• OBJECTIF:
Recopiez à l'identique le passage du texte sur les Ateliers de la Citoyenneté, depuis « Aux actes, Citoyens » jusqu'à « à un parti. » inclus.

• SOURCE:
----
10 avril 2008
C’est le printemps ! et forcément ça bourgeonne ! donc beaucoup d’infos sur la vie des Ateliers, dont un « communiqué de presse » que nous envoyons pour commencer à nouer des relations avec les journalistes. Guy Emerard poursuit sa réflexion sur l’impact environnemental des activités humaines avec un papier sur la notion d’anthropocène mise en avant par un groupe de chercheurs du GIEC. Et puis, face à la reprise du débat sur l’euthanasie, retour sur ce que j’écrivais à propos de l’affaire Humbert. Enfin Pascale Puéchavy nous invite à la lecture avec deux revues qui rencontrent un (étonnant ?) succès.
Ceci n’est pas un communiqué !
Voici le texte rédigé par Laurence Gauthier pour engager le dialogue avec la presse. Les membres du comité d’orientation ont souhaité qu’il soit largement diffusé, au-delà de la presse car il diyt bien où nous en sommes.
Il y a une vie du citoyen après le vote !
Les Ateliers de la Citoyenneté, association fondée à Lyon en 2002, fonctionnent sur une envie partagée : celle de développer la capacité de chacun à prendre l’initiative dans la cité.
Nous avons tous des envies d’agir, mais elles restent souvent sans suite, faute de pouvoir les poser, les approfondir, les porter, et finalement les mettre en œuvre.
Aux actes, Citoyens !
Voilà ce que permettent les Ateliers de la Citoyenneté, qui ont mobilisé aujourd’hui plus de 500 personnes depuis leur création, et qui essaiment sur Paris, Grenoble, Dijon, à la ville et aussi à la campagne : des lieux de rencontres et de discernement, sur deux heures ou sur un an, où tout citoyen peut exprimer ses idées, appréhender des pratiques par des partages d’expérience, et les mettre en œuvre là où il vit. Ce mode d’apprentissage mutuel de la participation à la vie publique trouve un écho auprès de tous ceux qui pensent que notre vocation de citoyen ne s’arrête pas au vote, sans pour autant souhaiter adhérer à un parti.
Depuis 2002, une quinzaine d’ateliers de discernement ont été conduits sur la durée (de 1 à 3 ans), près d’une cinquantaine de rencontres ont été organisées sur une multitude de thèmes, 8 « envies d’agir » ont été accompagnées en 2007. Elles ont concerné des thématiques variées : l’accès à la culture, l’éducation, le rapport citoyens/élus, les échanges entre européens, l’habitat, l’intergénérationnel, la connaissance des métiers, la lutte contre les incivilités.
En 2008, les Ateliers de la Citoyenneté s’organisent pour lancer de nouveaux projets :
– La création à Lyon d’une maison des innovations citoyennes, en partenariat avec d’autres associations et avec l’appui des collectivités locales.
----
• DONNÉES FOURNIES:
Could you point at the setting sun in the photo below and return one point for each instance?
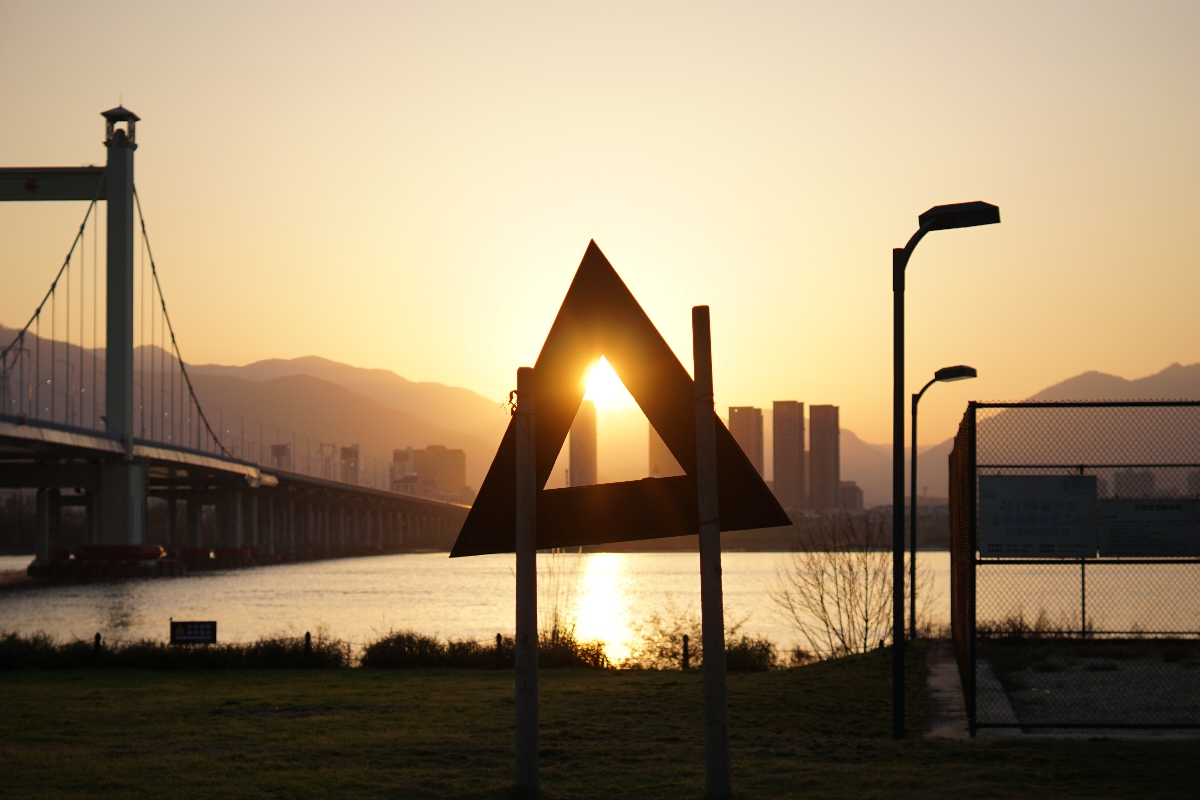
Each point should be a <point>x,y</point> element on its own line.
<point>604,388</point>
----
• RÉPONSE ATTENDUE:
Aux actes, Citoyens !
Voilà ce que permettent les Ateliers de la Citoyenneté, qui ont mobilisé aujourd’hui plus de 500 personnes depuis leur création, et qui essaiment sur Paris, Grenoble, Dijon, à la ville et aussi à la campagne : des lieux de rencontres et de discernement, sur deux heures ou sur un an, où tout citoyen peut exprimer ses idées, appréhender des pratiques par des partages d’expérience, et les mettre en œuvre là où il vit. Ce mode d’apprentissage mutuel de la participation à la vie publique trouve un écho auprès de tous ceux qui pensent que notre vocation de citoyen ne s’arrête pas au vote, sans pour autant souhaiter adhérer à un parti.